Getting Started with Deep Neural Networks in Matlab
May 10, 2021
In this article, we will look at how to prepare your digit dataset, the structure of a convolution neural network. We will also look at the Matlab code for training and validation and code for discrete testing.
Creating deep neural network in MATLAB
A neural network is a subclass of machine learning. The algorithms used are a result of inspiration from the architecture of the human brain. The system grips data then uses the algorithm to identify the trend in the data and predicts the result of a new similar dataset.
MATLAB provides a deep learning toolbox for implementing the deep neural network. MATLAB includes the digit dataset so you don’t need to download it from an external source.
To follow this article along - you will need the following:
In this tutorial, we will tackle the problem of digit recognition.
MATLAB’S digit dataset
Matlab itself includes the digit dataset. The digit dataset consists of 10,000 grayscale images of handwritten digits and each digit has 1000 images of the respective folders. The images are of size 28 by 28 pixels and they have associated labels.

§ Data entries:
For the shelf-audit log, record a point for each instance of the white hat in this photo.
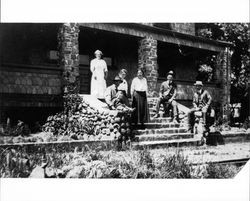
(198, 83)
(98, 52)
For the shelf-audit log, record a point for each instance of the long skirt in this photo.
(141, 113)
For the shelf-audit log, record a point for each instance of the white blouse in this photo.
(139, 85)
(123, 86)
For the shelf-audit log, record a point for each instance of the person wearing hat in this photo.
(201, 102)
(99, 70)
(123, 87)
(139, 92)
(167, 96)
(112, 95)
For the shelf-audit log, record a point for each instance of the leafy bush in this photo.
(109, 164)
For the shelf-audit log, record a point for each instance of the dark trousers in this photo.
(166, 105)
(191, 116)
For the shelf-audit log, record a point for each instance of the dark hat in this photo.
(198, 83)
(171, 72)
(117, 78)
(98, 52)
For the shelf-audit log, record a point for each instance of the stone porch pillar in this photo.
(69, 57)
(223, 75)
(147, 60)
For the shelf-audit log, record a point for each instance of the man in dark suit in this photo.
(167, 96)
(201, 102)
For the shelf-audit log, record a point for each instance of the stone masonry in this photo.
(147, 60)
(29, 83)
(69, 57)
(223, 72)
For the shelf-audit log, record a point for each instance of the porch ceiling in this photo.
(140, 30)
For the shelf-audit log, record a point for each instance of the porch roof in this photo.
(141, 30)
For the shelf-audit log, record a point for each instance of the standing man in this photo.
(112, 94)
(201, 102)
(167, 96)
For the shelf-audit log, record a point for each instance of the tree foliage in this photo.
(239, 35)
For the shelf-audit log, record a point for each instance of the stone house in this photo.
(38, 61)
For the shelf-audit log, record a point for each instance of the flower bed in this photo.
(79, 122)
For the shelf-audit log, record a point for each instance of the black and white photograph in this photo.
(124, 100)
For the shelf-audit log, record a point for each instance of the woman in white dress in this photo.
(99, 70)
(139, 91)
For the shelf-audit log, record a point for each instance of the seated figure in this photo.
(167, 96)
(115, 98)
(201, 103)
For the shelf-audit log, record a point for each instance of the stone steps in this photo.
(160, 120)
(163, 137)
(166, 143)
(162, 131)
(152, 125)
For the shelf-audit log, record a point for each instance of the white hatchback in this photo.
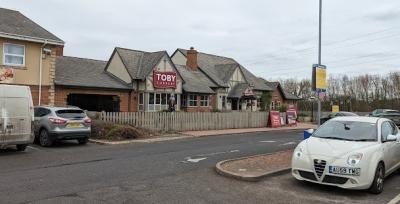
(349, 152)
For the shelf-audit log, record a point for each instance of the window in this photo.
(387, 130)
(141, 101)
(204, 101)
(192, 100)
(13, 54)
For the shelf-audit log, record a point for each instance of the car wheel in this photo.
(377, 184)
(83, 141)
(21, 148)
(44, 139)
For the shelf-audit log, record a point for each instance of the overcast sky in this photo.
(272, 38)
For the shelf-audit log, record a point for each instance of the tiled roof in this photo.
(139, 63)
(211, 63)
(14, 23)
(195, 81)
(286, 94)
(73, 71)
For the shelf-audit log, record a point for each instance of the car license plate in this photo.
(74, 125)
(344, 170)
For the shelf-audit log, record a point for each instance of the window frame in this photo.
(383, 140)
(15, 55)
(190, 100)
(205, 100)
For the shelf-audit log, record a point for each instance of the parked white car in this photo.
(349, 152)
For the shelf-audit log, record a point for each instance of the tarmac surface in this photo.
(178, 171)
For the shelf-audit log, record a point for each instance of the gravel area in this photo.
(260, 164)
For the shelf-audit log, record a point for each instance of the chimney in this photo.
(191, 59)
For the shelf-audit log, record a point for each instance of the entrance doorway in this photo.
(94, 102)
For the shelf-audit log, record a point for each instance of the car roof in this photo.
(59, 107)
(358, 119)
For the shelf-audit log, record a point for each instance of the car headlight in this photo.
(354, 159)
(298, 153)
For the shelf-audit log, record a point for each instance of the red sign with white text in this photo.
(275, 119)
(164, 79)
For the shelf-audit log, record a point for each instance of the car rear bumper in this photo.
(69, 135)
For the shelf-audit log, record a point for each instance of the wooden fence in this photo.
(184, 121)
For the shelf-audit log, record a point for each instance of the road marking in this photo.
(395, 200)
(287, 143)
(34, 148)
(267, 141)
(201, 157)
(188, 159)
(217, 153)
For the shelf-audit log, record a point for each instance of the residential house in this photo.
(27, 55)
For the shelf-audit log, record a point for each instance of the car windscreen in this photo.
(70, 113)
(348, 130)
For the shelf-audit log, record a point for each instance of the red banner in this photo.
(275, 119)
(164, 79)
(291, 117)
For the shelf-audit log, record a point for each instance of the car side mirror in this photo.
(392, 138)
(310, 131)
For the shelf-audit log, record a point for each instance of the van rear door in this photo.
(16, 115)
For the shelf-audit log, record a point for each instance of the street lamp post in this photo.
(319, 60)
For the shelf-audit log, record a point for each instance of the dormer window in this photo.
(13, 54)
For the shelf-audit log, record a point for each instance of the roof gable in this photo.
(139, 63)
(68, 69)
(14, 24)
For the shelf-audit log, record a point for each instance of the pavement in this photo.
(178, 171)
(299, 126)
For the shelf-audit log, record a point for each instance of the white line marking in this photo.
(217, 153)
(195, 160)
(288, 143)
(395, 200)
(34, 148)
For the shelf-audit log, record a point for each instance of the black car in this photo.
(338, 114)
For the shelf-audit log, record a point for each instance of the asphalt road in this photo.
(180, 171)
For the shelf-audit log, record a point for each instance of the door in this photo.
(395, 131)
(389, 147)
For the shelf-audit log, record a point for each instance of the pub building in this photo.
(133, 80)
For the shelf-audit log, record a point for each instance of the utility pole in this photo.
(319, 59)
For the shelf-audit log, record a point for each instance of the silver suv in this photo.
(61, 123)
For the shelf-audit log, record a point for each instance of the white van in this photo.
(16, 116)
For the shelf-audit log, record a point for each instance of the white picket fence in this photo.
(184, 121)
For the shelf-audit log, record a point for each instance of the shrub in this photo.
(111, 131)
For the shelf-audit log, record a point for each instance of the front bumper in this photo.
(69, 135)
(303, 168)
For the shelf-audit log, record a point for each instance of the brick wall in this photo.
(199, 108)
(35, 95)
(61, 94)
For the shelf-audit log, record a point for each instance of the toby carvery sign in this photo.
(164, 79)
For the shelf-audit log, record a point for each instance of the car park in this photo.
(61, 123)
(16, 116)
(349, 152)
(337, 114)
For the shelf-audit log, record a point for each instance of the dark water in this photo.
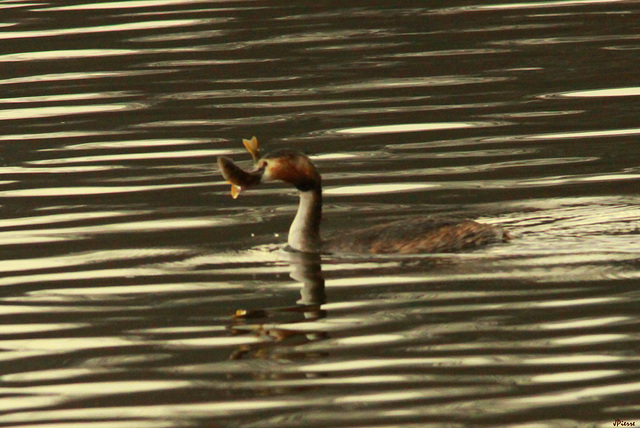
(124, 259)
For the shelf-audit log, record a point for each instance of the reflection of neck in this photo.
(304, 234)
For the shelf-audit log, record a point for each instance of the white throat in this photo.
(304, 234)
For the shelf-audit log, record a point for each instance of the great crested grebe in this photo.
(413, 236)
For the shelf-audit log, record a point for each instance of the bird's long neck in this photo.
(304, 234)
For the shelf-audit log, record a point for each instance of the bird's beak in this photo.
(238, 177)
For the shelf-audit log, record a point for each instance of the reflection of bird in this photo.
(416, 235)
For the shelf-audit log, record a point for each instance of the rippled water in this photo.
(137, 293)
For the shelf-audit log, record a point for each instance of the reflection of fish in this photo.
(415, 235)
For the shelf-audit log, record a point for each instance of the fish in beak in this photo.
(238, 177)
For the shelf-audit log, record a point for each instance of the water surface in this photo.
(137, 293)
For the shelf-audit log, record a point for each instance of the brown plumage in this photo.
(412, 236)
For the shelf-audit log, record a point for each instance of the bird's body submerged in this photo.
(413, 236)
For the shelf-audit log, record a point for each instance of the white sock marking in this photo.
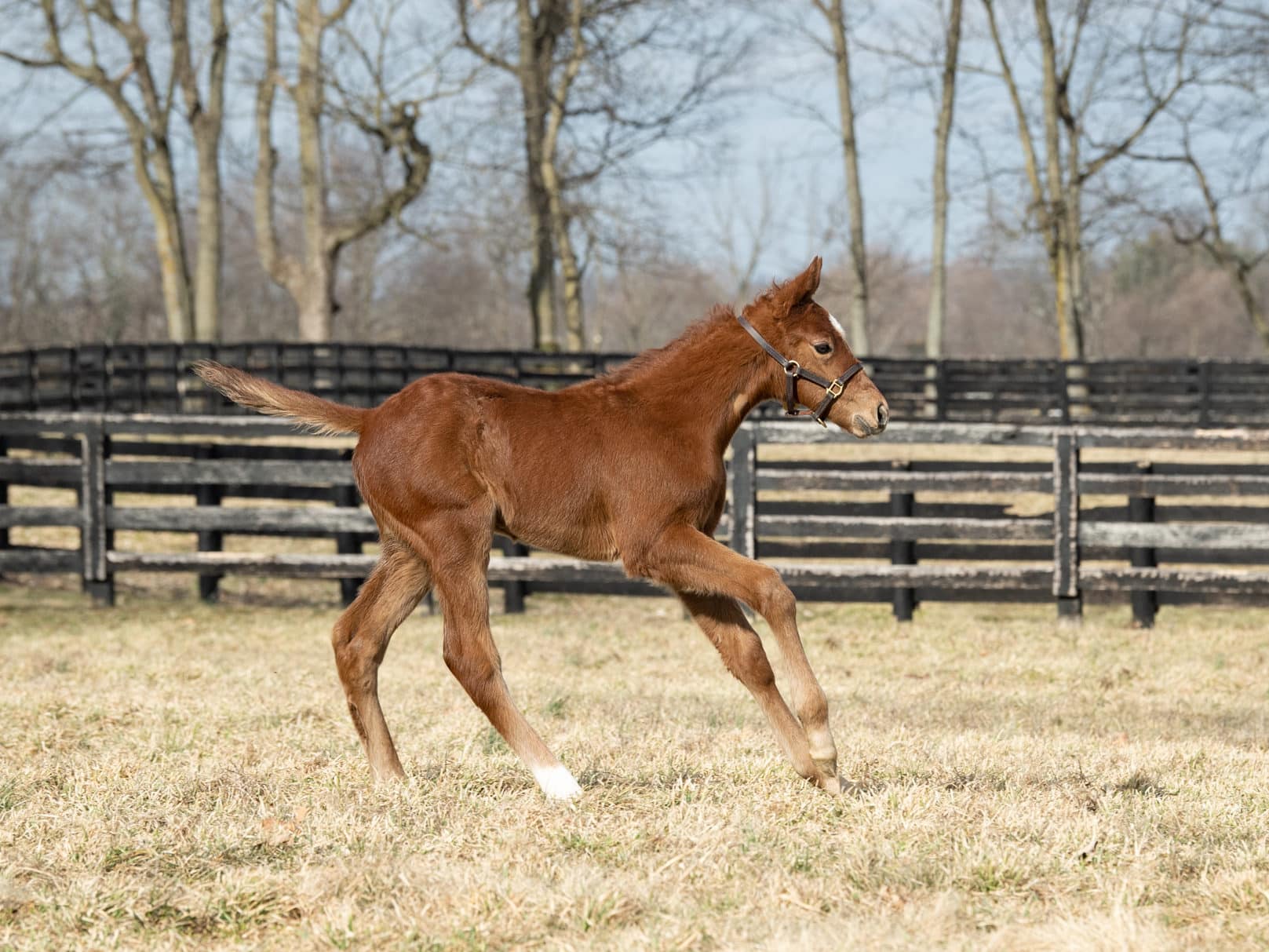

§ Parts of the exercise:
1 - Duplicate the portion of the MATLAB article from "Creating deep neural" to "new similar dataset.".
2 - According to the MATLAB article, what size are the images in the digit dataset?
3 - List the topics that the MATLAB article's introduction says it will look at.

§ Solutions to the exercise:
1 -
Creating deep neural network in MATLAB
A neural network is a subclass of machine learning. The algorithms used are a result of inspiration from the architecture of the human brain. The system grips data then uses the algorithm to identify the trend in the data and predicts the result of a new similar dataset.

2 - 28 by 28 pixels.

3 -
- How to prepare the digit dataset
- The structure of a convolution neural network
- The MATLAB code for training and validation
- Code for discrete testing